**Exercise details:**
Render the part of the listing from the line containing "Target: **water**" through the end of the listing as a JSON list of strings, with one string per line and blank lines left out.
----
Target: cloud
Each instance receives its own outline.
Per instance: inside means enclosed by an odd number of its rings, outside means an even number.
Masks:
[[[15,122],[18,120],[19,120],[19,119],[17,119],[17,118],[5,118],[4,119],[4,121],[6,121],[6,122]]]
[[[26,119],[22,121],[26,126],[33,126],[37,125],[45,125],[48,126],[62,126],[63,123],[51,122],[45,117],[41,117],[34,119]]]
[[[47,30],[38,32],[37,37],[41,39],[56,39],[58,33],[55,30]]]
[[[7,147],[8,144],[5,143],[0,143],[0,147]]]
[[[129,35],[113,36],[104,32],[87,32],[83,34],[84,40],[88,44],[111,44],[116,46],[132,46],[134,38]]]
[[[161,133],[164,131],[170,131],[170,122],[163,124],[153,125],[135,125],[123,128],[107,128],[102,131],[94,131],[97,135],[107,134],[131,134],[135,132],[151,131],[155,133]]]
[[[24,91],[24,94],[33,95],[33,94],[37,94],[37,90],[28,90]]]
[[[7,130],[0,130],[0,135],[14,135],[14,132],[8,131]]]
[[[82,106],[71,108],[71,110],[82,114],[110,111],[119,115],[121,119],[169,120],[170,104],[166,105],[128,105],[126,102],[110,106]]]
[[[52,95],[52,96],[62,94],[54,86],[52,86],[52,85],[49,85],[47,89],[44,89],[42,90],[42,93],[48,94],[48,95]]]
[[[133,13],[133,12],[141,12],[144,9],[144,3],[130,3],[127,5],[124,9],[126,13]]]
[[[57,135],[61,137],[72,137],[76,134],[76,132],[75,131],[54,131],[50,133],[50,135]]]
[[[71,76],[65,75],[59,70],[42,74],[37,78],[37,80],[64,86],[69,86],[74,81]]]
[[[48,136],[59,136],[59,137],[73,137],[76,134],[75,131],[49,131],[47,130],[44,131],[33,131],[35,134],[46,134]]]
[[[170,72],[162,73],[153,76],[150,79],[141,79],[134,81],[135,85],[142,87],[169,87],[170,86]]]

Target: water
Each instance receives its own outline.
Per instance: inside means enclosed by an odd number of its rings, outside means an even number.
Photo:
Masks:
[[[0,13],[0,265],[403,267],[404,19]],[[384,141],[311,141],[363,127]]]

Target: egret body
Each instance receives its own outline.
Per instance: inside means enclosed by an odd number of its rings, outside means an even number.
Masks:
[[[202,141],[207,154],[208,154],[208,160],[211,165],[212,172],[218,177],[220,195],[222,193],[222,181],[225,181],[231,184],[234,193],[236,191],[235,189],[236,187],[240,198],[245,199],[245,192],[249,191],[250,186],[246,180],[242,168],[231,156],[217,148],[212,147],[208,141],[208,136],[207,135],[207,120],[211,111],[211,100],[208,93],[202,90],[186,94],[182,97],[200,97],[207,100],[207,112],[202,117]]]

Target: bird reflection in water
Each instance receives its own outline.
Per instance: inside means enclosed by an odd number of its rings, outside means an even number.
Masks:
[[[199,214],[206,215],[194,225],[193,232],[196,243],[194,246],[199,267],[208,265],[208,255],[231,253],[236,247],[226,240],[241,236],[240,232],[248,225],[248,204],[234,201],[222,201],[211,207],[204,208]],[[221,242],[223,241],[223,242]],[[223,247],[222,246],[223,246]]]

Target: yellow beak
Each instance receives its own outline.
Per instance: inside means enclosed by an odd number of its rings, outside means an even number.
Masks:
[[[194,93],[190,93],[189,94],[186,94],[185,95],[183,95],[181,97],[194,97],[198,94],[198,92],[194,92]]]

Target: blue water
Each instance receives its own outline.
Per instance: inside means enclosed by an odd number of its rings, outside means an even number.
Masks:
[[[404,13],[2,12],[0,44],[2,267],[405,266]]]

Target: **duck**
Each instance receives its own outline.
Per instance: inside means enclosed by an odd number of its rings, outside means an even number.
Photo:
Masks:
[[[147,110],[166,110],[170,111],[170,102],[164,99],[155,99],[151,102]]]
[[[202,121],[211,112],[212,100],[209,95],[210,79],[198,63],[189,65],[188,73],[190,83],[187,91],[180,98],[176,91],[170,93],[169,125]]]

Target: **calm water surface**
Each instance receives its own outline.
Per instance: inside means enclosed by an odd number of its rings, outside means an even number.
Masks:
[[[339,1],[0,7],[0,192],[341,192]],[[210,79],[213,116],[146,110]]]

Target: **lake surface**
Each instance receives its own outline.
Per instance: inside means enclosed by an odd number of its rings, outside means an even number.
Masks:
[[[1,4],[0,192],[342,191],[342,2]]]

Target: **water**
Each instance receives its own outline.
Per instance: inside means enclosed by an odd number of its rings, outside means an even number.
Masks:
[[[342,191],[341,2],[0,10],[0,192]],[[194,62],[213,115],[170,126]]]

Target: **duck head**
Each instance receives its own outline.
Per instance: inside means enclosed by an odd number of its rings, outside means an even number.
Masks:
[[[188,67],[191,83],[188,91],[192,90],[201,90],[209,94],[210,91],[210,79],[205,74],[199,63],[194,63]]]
----
**Right answer:**
[
  "Target: **water**",
  "Each instance receives its own outline.",
  "Per instance: inside means enclosed by an odd number of its rings, outside means an even number.",
  "Masks:",
  "[[[342,191],[341,2],[0,10],[0,192]],[[194,62],[213,115],[170,126]]]",
  "Target: **duck head**",
  "Each instance receives its own outline.",
  "Per instance: inside means enclosed by an odd number of its rings, outside means an even number.",
  "Masks:",
  "[[[188,67],[191,83],[188,91],[192,90],[201,90],[209,94],[210,91],[210,79],[205,74],[199,63],[194,63]]]"
]